*READING PASSAGE*:
----------
Summer is the perfect time for introducing your child to the beauty of nature and the enjoyment of the outdoors. A lifelong love of exploration and adventure can be fostered at an early age, if one just takes the time to remember a few important points. Safety, responsibility, and an awareness of what is around at all times could not only save a life, but bring about greater fun.
Before venturing out on that first backpacking trip, the physical abilities of the youngest and the weakest are the first to be considered. Plan the trip with several stops in mind, as little legs need to rest. Allow plenty of time to reach the destination point, and return. Rushing is no fun, neither for adult or child. Plan accordingly. Your hike should be a pleasant occasion to learn about the environment and its’ inhabitants.
The planning process is an opportunity to explain the setting to the child and calm whatever fears he or she may have about wild animals and the noises of nature. Although rare, wild animal attacks do occur. Tell the child not to run, but rather to grab a stick and hit the animal across the snout. This causes tremendous pain to the animal and will give the child an opportunity to get away.
Explain dangers foreseen and unforeseen and how critical it is for them not to venture away. Prepare a list of games to play, and make sure to have some extra healthy snacks on hand for that little boost of energy needed to go another 500 feet.
Rehearsing responses for emergency situations is not a bad idea. This is when an alternative plan might come into effect. It is always recommended that an itinerary of the trip be left with a friend or relative at home, and that periodic contact be made with the person. Assure the child that someone at home will always know the family’s whereabouts.
----------
*EXERCISE DATA*:
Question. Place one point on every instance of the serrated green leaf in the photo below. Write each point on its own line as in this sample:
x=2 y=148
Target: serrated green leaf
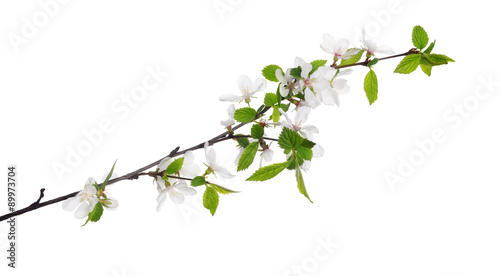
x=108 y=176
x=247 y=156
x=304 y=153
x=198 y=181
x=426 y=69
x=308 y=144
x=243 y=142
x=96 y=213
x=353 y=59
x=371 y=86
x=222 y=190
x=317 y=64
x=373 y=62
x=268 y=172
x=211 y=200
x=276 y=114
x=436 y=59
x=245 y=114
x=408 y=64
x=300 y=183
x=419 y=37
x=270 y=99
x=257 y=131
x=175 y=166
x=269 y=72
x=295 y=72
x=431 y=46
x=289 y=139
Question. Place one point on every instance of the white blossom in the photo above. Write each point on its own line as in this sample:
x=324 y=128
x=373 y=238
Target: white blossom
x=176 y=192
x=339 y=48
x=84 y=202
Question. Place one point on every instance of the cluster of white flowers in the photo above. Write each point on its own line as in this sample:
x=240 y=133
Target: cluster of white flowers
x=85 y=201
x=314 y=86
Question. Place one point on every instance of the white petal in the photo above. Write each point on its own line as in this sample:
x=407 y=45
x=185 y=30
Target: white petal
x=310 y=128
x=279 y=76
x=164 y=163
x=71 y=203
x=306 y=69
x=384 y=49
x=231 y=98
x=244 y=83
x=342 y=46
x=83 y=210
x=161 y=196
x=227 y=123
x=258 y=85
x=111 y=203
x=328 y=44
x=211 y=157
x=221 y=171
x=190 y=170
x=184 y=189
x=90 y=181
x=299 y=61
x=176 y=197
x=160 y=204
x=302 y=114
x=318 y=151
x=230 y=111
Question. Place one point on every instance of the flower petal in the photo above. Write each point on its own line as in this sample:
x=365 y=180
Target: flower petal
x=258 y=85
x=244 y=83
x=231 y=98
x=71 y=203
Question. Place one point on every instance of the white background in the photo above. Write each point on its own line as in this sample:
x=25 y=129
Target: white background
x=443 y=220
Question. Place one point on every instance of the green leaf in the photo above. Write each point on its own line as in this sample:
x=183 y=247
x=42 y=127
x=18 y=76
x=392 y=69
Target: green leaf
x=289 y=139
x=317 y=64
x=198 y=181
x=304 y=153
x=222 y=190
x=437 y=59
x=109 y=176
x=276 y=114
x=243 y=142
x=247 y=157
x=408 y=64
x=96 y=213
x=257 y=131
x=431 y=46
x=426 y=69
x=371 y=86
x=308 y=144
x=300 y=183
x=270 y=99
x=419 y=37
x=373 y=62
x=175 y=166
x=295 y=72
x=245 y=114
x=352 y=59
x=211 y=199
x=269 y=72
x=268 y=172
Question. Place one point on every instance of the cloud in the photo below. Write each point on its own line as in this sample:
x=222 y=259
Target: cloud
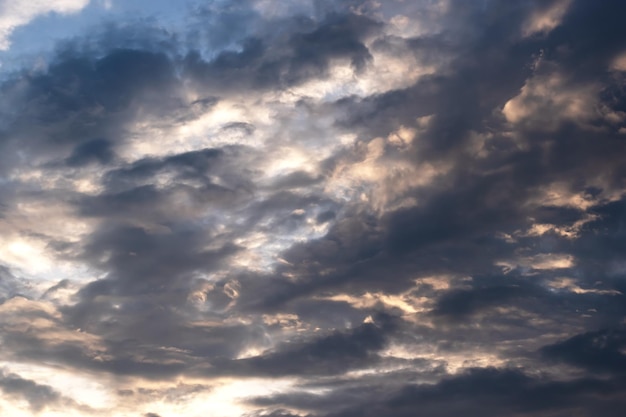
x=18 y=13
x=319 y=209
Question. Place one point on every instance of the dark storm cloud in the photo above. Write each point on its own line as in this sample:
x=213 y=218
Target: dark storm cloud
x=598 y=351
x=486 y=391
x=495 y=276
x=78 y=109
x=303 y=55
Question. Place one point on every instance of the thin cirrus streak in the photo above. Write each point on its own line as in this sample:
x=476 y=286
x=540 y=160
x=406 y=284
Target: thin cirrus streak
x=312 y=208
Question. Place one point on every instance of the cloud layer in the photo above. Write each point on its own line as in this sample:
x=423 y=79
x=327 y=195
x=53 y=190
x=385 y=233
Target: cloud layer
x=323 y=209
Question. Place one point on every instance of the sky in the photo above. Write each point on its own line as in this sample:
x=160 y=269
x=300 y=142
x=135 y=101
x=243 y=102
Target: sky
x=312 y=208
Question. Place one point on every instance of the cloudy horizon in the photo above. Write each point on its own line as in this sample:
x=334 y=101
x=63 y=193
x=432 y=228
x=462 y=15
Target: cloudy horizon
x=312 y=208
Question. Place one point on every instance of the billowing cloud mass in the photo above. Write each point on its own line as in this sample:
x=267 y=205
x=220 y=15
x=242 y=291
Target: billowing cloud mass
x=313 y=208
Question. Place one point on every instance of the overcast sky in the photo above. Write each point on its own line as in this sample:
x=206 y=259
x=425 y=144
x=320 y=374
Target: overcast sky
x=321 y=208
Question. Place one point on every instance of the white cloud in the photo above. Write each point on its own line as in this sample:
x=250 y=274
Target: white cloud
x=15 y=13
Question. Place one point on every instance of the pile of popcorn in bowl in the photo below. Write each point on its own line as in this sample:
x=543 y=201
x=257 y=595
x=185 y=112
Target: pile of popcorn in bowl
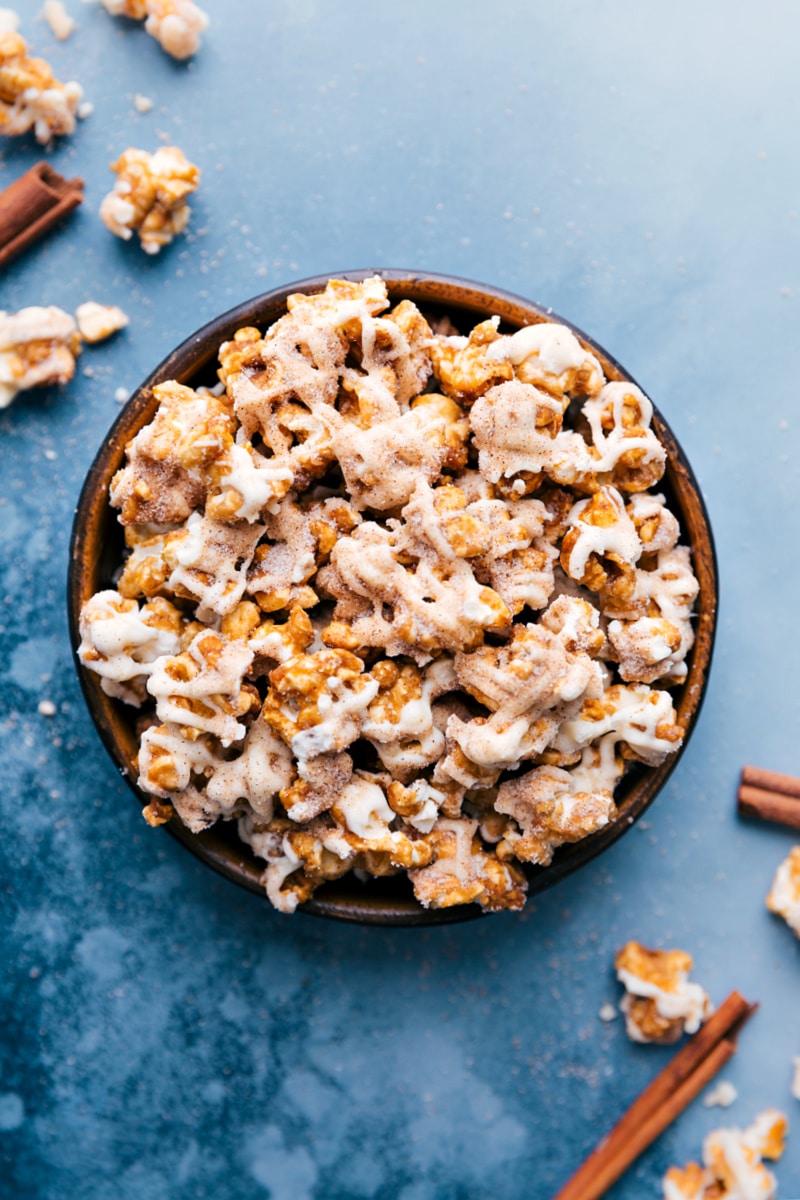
----------
*ASSIGNED TASK 1*:
Render this sentence from the article on hiking with children in Spanish: "Plan the trip with several stops in mind, as little legs need to rest."
*ASSIGNED TASK 2*:
Retype everything in the article on hiking with children from "Rehearsing responses for" down to "the family’s whereabouts.".
The listing above is separate material and is unrelated to the article on hiking with children.

*WRITTEN ANSWER 1*:
Planifica el viaje teniendo en cuenta varias paradas, ya que las piernas pequeñas necesitan descansar.

*WRITTEN ANSWER 2*:
Rehearsing responses for emergency situations is not a bad idea. This is when an alternative plan might come into effect. It is always recommended that an itinerary of the trip be left with a friend or relative at home, and that periodic contact be made with the person. Assure the child that someone at home will always know the family’s whereabouts.